**Work to be completed**
Please transcribe each of the records exactly as given.

(Records excerpted from a collection)
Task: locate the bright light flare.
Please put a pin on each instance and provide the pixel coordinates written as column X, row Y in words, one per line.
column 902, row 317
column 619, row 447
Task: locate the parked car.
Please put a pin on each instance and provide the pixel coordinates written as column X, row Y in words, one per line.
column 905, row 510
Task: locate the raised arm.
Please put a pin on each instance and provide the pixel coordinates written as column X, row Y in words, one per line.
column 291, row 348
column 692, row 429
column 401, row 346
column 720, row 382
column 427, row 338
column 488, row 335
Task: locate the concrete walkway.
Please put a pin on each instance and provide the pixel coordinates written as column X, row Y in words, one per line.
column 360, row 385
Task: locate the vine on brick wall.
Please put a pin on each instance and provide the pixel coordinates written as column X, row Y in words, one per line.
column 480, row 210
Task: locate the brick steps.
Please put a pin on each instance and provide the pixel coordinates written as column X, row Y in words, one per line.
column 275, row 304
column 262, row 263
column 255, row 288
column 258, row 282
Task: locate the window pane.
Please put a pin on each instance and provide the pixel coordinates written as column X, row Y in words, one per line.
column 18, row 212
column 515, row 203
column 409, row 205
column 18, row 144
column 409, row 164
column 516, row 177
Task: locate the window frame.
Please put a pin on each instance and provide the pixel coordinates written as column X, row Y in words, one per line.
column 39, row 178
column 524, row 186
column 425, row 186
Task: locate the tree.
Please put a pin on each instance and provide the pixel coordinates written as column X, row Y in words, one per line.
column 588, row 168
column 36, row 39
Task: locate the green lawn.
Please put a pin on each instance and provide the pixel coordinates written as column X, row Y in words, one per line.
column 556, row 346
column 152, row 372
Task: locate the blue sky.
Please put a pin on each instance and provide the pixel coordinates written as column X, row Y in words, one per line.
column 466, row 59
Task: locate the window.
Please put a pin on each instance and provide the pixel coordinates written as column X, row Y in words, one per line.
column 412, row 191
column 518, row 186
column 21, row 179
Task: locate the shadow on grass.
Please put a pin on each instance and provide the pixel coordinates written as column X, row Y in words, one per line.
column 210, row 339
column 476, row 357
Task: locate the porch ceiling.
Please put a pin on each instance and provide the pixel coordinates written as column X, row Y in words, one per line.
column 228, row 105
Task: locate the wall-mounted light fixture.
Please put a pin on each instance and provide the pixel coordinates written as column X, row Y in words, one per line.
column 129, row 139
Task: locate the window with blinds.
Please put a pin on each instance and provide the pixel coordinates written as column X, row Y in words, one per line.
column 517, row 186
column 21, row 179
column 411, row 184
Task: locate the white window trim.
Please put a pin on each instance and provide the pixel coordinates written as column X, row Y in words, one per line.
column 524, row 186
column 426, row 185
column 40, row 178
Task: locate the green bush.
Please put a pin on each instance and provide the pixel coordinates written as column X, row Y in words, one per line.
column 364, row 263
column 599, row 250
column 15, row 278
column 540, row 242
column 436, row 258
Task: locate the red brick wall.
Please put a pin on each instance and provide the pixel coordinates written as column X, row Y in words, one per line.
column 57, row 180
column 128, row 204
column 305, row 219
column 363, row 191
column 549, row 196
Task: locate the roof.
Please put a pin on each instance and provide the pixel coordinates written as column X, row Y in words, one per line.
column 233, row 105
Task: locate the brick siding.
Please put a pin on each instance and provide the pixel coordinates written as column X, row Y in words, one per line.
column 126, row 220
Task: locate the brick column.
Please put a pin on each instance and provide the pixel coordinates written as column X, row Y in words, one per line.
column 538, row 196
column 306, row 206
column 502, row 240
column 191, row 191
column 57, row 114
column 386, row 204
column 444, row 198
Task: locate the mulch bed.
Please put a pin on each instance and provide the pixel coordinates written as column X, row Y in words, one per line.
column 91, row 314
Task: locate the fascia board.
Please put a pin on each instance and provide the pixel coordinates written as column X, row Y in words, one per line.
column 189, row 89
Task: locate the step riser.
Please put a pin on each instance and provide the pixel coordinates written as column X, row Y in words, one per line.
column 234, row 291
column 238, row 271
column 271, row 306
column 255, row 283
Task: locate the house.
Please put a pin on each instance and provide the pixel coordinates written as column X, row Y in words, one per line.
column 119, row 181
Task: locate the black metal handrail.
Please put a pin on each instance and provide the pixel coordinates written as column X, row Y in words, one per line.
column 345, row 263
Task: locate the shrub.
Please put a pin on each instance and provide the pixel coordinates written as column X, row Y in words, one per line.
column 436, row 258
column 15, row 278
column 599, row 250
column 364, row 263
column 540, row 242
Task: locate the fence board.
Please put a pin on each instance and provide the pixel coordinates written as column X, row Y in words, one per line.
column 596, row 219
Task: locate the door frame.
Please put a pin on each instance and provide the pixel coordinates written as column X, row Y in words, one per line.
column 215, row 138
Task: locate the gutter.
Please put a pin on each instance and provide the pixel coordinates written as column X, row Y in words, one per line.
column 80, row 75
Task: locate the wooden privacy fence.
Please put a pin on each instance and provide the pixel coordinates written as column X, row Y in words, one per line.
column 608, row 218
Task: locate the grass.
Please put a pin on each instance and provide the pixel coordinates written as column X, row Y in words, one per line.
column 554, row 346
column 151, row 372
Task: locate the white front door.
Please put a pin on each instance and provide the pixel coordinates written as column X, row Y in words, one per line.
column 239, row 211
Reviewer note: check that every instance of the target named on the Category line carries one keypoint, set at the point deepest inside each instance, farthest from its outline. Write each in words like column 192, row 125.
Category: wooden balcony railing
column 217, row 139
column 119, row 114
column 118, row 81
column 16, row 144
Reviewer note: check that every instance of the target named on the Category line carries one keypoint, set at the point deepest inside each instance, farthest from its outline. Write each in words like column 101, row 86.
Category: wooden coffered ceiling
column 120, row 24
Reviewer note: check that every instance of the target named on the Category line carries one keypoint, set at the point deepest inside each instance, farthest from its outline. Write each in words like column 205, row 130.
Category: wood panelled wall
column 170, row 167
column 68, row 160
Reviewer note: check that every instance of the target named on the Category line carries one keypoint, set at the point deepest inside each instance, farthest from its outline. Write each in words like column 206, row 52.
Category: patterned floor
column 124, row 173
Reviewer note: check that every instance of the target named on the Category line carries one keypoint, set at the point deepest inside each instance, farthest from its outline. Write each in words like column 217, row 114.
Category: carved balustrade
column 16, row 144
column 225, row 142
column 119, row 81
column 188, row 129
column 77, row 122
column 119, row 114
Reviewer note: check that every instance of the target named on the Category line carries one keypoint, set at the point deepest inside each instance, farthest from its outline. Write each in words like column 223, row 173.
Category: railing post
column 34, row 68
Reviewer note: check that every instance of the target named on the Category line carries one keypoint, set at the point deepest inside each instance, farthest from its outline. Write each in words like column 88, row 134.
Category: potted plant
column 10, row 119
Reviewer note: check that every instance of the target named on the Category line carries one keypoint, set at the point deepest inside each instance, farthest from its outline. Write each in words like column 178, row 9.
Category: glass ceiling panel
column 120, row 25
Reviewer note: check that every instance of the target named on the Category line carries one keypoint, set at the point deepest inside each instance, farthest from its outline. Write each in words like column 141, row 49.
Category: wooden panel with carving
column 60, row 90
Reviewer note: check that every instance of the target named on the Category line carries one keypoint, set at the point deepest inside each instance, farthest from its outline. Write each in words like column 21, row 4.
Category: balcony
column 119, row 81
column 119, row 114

**Solution**
Task: locate the bright light flare.
Please put a pin on each instance and provide the pixel coordinates written as column X, row Y in words, one per line.
column 902, row 317
column 619, row 447
Task: locate the parked car.
Please put a pin on each instance and provide the pixel coordinates written as column X, row Y in words, one per line.
column 905, row 510
Task: locate the raised arm.
Please put a pin on each instance and provide the pixel coordinates written as column X, row Y in words, one per line.
column 291, row 348
column 692, row 429
column 401, row 346
column 720, row 382
column 427, row 338
column 488, row 335
Task: locate the concrete walkway.
Please put a pin on each instance and provide the pixel coordinates written as column X, row Y in words, one per line.
column 360, row 385
Task: locate the vine on brick wall.
Please put a pin on each instance and provide the pixel coordinates written as column X, row Y in words, one per line.
column 480, row 210
Task: locate the brick steps.
Please put a pin on each instance and provide the pixel coordinates written as column X, row Y in words, one per line.
column 275, row 304
column 262, row 263
column 255, row 288
column 258, row 282
Task: locate the window pane.
Please put a pin on each instance and provide the pixel coordinates written as column X, row Y in words, one per line.
column 18, row 212
column 515, row 203
column 409, row 205
column 18, row 144
column 409, row 164
column 516, row 177
Task: locate the window frame.
Please put a pin on each instance and provide the pixel coordinates written as column X, row Y in words, one per line.
column 39, row 178
column 524, row 186
column 425, row 186
Task: locate the tree.
Please put a pin on each instance and provide the pixel coordinates written as column X, row Y in words, one per line.
column 588, row 168
column 36, row 39
Task: locate the green lawn.
Please put a pin on each instance and provide the pixel coordinates written as column X, row Y in words, one per line.
column 556, row 346
column 152, row 372
Task: locate the blue sky.
Please put a pin on each instance and provide the pixel coordinates written as column X, row Y in words, one per line.
column 466, row 59
Task: locate the window.
Please put a pin on each instance and provide the pixel coordinates written as column X, row Y in words, one per line.
column 412, row 191
column 518, row 186
column 21, row 179
Task: locate the shadow on grass.
Please put a pin on each instance and provide the pixel coordinates written as column X, row Y in words, one per line.
column 210, row 339
column 476, row 357
Task: locate the porch ceiling.
Please put a pin on each instance and provide the pixel coordinates written as column X, row Y in words, one per line.
column 228, row 105
Task: locate the wall-mounted light fixture.
Please put a pin on each instance and provide the pixel coordinates written as column X, row Y in words, one per line.
column 129, row 139
Task: locate the window with blinds.
Please put a pin on each instance and provide the pixel coordinates written as column X, row Y in words, one per line.
column 517, row 186
column 21, row 179
column 411, row 184
Task: locate the white window trim.
Please put a pin on each instance and provide the pixel coordinates written as column X, row Y in words, one per line.
column 524, row 186
column 426, row 185
column 40, row 178
Task: locate the green bush.
Please put a pin on each instance and provide the pixel coordinates written as column X, row Y in words, one per line.
column 364, row 263
column 599, row 250
column 15, row 278
column 540, row 242
column 436, row 258
Task: locate the red brick wall.
Please put a pin on each instance and provide the pixel coordinates written as column X, row Y in words, one per line.
column 57, row 180
column 128, row 204
column 305, row 219
column 363, row 191
column 549, row 196
Task: locate the roof.
Please put a pin on each instance and provide the pixel coordinates written as column X, row Y in words, one per line.
column 233, row 105
Task: locate the brick siding.
Please put a pin on each instance and provide the pixel coordinates written as column X, row Y in words, one per line.
column 126, row 220
Task: locate the brick column.
Please put a pin on each instance and provide the pixel coordinates written as column X, row Y in words, one per line.
column 538, row 196
column 306, row 206
column 502, row 240
column 191, row 191
column 57, row 114
column 386, row 204
column 444, row 198
Task: locate the mulch bed.
Please put a pin on each instance and provide the pixel coordinates written as column X, row Y in words, one per line.
column 91, row 314
Task: locate the fascia board.
Please put a pin on each instance and provide the pixel coordinates written as column X, row Y in words, one per line.
column 189, row 89
Task: locate the step riser.
Please put a pin on each instance and provide the pixel coordinates written as column X, row Y in words, one per line.
column 234, row 291
column 238, row 271
column 271, row 306
column 255, row 283
Task: locate the house.
Please put a pin on each instance and provide the pixel coordinates written as column X, row Y in words, one per line.
column 119, row 181
Task: locate the black metal handrail.
Please put a pin on each instance and provide the pixel coordinates written as column X, row Y in words, one per line.
column 345, row 263
Task: locate the shrub.
Please put a pin on each instance and provide the pixel coordinates written as column X, row Y in words, one per line.
column 436, row 258
column 15, row 278
column 599, row 250
column 364, row 263
column 540, row 242
Task: locate the fence board.
Please put a pin on each instance and provide the pixel coordinates written as column X, row Y in words, one per line.
column 596, row 219
Task: locate the door frame.
Please put a pin on each instance and provide the pixel coordinates written as column X, row Y in words, one per line.
column 215, row 138
Task: locate the gutter.
Please put a pin on each instance and provide the pixel coordinates written as column X, row Y in words, one per line.
column 80, row 75
Task: locate the wooden privacy fence.
Please put a pin on each instance and provide the pixel coordinates written as column X, row Y in words, one per line.
column 608, row 218
Task: locate the grass.
Please put a pin on each instance and provide the pixel coordinates written as column X, row Y in words, one per line.
column 554, row 346
column 151, row 372
Task: locate the white front door.
Please put a pin on each instance and provide the pixel coordinates written as column X, row Y in words, one per line.
column 239, row 211
Reviewer note: check that every instance of the target named on the Category line carries one keypoint, set at the point deepest inside each instance, farthest from its outline. Write each in words like column 192, row 125.
Category: wooden balcony railing
column 217, row 139
column 119, row 114
column 118, row 81
column 16, row 144
Reviewer note: check that every instance of the target named on the Category line carries one keypoint, set at the point deepest inside each instance, farthest from its outline. Write each in words like column 101, row 86.
Category: wooden coffered ceiling
column 120, row 24
Reviewer note: check that every instance of the target named on the Category line carries one keypoint, set at the point deepest inside each instance, farthest from its outline. Write each in words like column 205, row 130.
Category: wood panelled wall
column 170, row 167
column 68, row 160
Reviewer note: check that every instance of the target named on the Category line carries one keypoint, set at the point deepest inside each instance, farthest from its outline. Write each in words like column 206, row 52.
Category: patterned floor
column 124, row 173
Reviewer note: check that every instance of the target named on the Category line carries one keypoint, set at the point deepest inside each instance, farthest from its outline. Write each in words like column 217, row 114.
Category: carved balustrade
column 16, row 144
column 225, row 142
column 119, row 81
column 188, row 129
column 77, row 122
column 119, row 114
Reviewer note: check that every instance of the target named on the Category line carries one keypoint, set at the point deepest inside each instance, farthest from its outline. Write each in words like column 223, row 173.
Category: railing post
column 34, row 68
Reviewer note: check that every instance of the target named on the Category line carries one keypoint, set at the point deepest inside each instance, farthest from its outline. Write each in words like column 88, row 134.
Category: potted plant
column 10, row 119
Reviewer note: check that every instance of the target named on the Category line carries one keypoint, set at the point deepest inside each instance, farthest from its outline. Write each in words like column 178, row 9.
Category: glass ceiling panel
column 120, row 25
Reviewer note: check that every instance of the target named on the Category line carries one keypoint, set at the point deepest inside each instance, farthest from its outline. Write each in words like column 141, row 49.
Category: wooden panel with carving
column 60, row 90
Reviewer note: check that every instance of the target named on the Category line carries one keypoint, set at the point deepest inside each instance, farthest from its outline. Write each in words like column 21, row 4.
Category: balcony
column 119, row 81
column 119, row 114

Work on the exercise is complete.